TASK INSTRUCTIONS:
Can you express the records below, from the line with "Task brief: identify the dirt" to the line with "left=255, top=428, right=431, bottom=520" (both included), as a JSON list of strings with one string per line and no blank lines?

INPUT FOR THIS TASK:
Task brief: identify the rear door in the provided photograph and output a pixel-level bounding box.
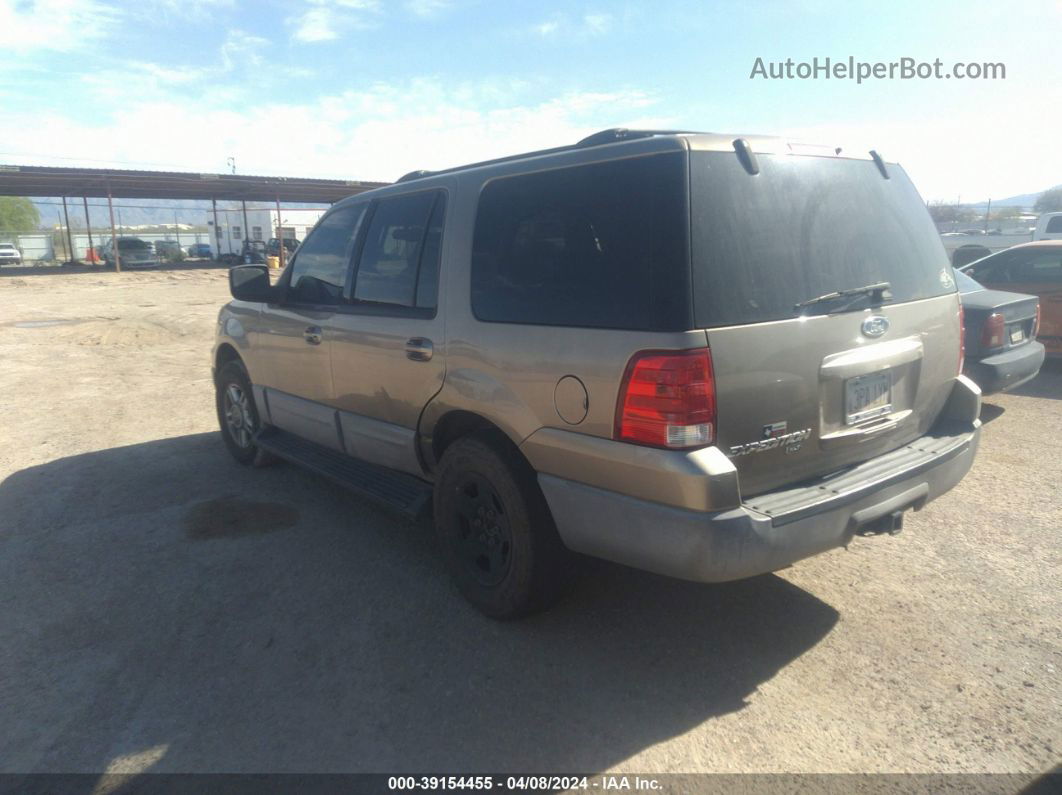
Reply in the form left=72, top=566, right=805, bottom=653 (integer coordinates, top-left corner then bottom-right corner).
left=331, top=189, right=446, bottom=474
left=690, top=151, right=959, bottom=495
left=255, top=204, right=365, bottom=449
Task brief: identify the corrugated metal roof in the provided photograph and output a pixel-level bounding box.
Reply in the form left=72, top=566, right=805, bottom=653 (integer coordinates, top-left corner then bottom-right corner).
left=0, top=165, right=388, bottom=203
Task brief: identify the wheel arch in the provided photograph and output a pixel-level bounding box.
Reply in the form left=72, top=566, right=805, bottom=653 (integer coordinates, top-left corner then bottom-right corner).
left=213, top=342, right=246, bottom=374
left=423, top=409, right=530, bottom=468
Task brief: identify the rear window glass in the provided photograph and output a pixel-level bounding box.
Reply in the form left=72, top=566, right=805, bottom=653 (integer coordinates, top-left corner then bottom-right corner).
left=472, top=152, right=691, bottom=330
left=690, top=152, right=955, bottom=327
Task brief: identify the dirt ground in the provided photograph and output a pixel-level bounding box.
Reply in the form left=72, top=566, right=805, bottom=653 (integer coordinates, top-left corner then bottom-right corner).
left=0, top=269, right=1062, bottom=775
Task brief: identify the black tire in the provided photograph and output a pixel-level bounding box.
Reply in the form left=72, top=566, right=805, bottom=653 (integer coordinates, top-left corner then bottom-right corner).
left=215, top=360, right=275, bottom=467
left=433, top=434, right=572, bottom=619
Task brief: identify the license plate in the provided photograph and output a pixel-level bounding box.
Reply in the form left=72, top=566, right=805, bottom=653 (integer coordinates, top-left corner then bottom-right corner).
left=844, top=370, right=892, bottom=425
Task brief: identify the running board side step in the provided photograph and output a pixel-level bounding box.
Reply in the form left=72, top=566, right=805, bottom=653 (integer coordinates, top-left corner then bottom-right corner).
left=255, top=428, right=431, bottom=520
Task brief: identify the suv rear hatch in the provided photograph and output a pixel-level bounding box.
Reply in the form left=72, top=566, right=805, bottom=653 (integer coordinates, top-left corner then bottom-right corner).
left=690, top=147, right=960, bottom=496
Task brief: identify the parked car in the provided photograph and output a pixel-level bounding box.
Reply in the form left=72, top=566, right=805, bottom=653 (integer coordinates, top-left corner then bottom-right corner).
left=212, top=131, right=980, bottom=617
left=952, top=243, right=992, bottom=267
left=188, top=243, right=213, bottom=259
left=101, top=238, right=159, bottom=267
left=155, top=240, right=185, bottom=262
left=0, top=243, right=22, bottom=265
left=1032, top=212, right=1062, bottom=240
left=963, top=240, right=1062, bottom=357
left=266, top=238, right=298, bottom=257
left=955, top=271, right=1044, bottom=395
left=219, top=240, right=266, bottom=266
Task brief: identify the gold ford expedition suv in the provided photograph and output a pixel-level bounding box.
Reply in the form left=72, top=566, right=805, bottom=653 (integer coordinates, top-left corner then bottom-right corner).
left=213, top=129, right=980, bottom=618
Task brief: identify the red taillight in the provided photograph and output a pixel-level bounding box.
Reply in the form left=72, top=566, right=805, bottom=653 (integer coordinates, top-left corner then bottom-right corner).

* * *

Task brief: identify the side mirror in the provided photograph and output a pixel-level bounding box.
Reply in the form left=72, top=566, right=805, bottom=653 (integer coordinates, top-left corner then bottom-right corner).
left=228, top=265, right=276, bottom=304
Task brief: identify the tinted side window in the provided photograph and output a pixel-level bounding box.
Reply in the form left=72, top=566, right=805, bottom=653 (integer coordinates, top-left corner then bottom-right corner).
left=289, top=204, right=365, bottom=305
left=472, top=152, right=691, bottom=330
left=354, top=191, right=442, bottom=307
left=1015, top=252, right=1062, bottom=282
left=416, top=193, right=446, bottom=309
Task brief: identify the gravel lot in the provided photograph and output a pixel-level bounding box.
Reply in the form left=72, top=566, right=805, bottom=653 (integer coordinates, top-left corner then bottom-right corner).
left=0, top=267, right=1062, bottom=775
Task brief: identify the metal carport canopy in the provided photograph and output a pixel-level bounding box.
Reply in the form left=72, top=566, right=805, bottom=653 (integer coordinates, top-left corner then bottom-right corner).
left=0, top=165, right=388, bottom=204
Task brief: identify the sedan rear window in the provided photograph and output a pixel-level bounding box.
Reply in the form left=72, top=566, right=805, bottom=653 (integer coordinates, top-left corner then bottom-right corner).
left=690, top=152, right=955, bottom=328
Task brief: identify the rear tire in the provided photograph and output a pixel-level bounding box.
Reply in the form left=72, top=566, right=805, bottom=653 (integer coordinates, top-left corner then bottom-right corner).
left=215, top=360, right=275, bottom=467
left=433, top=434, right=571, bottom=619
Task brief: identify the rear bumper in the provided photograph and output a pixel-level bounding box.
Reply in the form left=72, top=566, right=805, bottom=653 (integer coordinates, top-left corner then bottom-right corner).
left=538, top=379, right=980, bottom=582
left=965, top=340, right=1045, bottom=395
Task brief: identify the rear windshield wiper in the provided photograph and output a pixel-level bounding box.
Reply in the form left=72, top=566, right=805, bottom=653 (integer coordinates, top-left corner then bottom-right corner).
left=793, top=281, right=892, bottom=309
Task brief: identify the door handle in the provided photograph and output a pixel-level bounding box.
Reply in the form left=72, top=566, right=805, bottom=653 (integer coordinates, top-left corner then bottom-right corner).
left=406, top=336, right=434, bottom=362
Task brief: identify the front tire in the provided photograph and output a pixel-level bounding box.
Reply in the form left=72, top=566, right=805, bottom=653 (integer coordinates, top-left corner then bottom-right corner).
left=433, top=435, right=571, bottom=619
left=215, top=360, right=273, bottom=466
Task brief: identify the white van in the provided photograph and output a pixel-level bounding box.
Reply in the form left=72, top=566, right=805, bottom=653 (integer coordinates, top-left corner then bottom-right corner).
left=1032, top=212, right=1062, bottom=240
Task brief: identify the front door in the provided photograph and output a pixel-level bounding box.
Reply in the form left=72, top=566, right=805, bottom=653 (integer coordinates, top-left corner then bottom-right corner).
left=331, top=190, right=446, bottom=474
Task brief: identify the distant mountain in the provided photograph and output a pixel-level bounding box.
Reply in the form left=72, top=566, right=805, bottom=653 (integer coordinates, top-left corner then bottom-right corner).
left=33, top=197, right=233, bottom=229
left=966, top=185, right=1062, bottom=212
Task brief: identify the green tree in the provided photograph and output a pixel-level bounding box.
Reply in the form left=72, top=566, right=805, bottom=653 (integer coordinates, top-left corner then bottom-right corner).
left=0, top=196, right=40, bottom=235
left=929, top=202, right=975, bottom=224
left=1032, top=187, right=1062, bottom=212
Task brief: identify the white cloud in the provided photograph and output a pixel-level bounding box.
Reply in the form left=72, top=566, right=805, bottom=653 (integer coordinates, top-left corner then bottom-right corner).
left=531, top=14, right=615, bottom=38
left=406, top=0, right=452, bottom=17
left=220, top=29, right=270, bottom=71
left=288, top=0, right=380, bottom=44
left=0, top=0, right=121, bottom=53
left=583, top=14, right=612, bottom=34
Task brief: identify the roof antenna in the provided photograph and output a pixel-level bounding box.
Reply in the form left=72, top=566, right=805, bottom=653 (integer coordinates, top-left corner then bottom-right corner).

EXERCISE ANSWER:
[
  "Task brief: identify the dirt ground in the provided photograph and output a pixel-level bounding box.",
  "Reply in the form left=72, top=566, right=805, bottom=653 (integer coordinates, top-left corner then bottom-right corner).",
  "left=0, top=269, right=1062, bottom=775",
  "Task brief: identify the black tire in the provided photograph and output a pixel-level bounding box.",
  "Reply in the form left=72, top=566, right=805, bottom=653 (integer coordinates, top-left corner then bottom-right corner).",
  "left=215, top=360, right=275, bottom=467",
  "left=433, top=434, right=572, bottom=619",
  "Task brief: identify the license plate in the provided photograph and output a pixel-level bounding box.",
  "Reply in the form left=72, top=566, right=805, bottom=653 (integer coordinates, top-left corner then bottom-right corner).",
  "left=844, top=370, right=892, bottom=425",
  "Task brief: identify the running board side step in the provided photograph and output a pixel-level bounding box.",
  "Reply in the form left=72, top=566, right=805, bottom=653 (integer coordinates, top-left corner then bottom-right corner).",
  "left=255, top=428, right=431, bottom=520"
]